## START DATA IN THIS EXERCISE

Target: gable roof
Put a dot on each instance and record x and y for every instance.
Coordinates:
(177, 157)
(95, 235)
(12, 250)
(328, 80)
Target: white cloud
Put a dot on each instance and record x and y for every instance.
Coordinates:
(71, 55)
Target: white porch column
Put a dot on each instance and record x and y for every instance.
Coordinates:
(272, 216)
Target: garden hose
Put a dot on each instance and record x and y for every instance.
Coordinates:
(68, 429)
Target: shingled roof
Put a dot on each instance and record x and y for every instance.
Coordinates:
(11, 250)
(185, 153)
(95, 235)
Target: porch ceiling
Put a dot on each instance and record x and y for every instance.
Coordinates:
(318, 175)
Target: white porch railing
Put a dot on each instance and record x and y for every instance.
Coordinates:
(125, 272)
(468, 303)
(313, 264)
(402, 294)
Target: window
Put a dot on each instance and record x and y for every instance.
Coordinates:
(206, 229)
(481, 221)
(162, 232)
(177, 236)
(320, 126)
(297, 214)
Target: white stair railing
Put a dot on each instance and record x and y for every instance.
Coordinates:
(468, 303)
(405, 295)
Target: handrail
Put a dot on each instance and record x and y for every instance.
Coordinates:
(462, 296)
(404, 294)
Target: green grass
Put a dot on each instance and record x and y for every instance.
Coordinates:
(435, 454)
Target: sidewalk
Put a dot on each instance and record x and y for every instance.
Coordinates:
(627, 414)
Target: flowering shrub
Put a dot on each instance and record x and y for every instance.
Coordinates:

## END DATA IN THIS EXERCISE

• _GOAL OF THE EXERCISE_: Put every line of the items above into a JSON list of strings, one string per line and no blank lines, starting at the line with "Target: white porch column" and running through the end of the items.

• _WRITTEN ANSWER_:
[
  "Target: white porch column",
  "Put a dot on each instance and record x and y for every instance.",
  "Coordinates:",
  "(272, 216)",
  "Target: garden hose",
  "Put a dot on each instance and record x and y for every instance.",
  "Coordinates:",
  "(68, 429)",
  "Target: shingled roof",
  "Put a dot on each instance and record x and y for every instance.",
  "Coordinates:",
  "(11, 250)",
  "(185, 153)",
  "(95, 235)",
  "Target: porch ceiling",
  "Put a dot on each instance and record x and y for every instance.",
  "Coordinates:",
  "(318, 175)",
  "Target: white porch railing",
  "Put a dot on each instance and record x and y for every instance.",
  "Coordinates:",
  "(125, 272)",
  "(468, 303)",
  "(313, 264)",
  "(402, 294)",
  "Target: window",
  "Put a dot on each instance and record x and y for every instance.",
  "Coordinates:",
  "(206, 229)",
  "(481, 221)",
  "(162, 232)",
  "(177, 236)",
  "(320, 126)",
  "(297, 214)",
  "Target: white stair railing",
  "Put a dot on each instance and record x and y for every instance.",
  "Coordinates:",
  "(468, 303)",
  "(405, 295)",
  "Target: handrail",
  "Put a dot on each instance and record x and y for every instance.",
  "Coordinates:",
  "(462, 296)",
  "(404, 294)",
  "Target: green grass",
  "Put a dot on each instance and record x and y for every instance.",
  "Coordinates:",
  "(435, 454)",
  "Target: sidewalk",
  "Put a dot on each instance and record x and y for every instance.",
  "Coordinates:",
  "(627, 414)",
  "Target: flowering shrub",
  "Put a dot on each instance and record x and y for every instance.",
  "Coordinates:"
]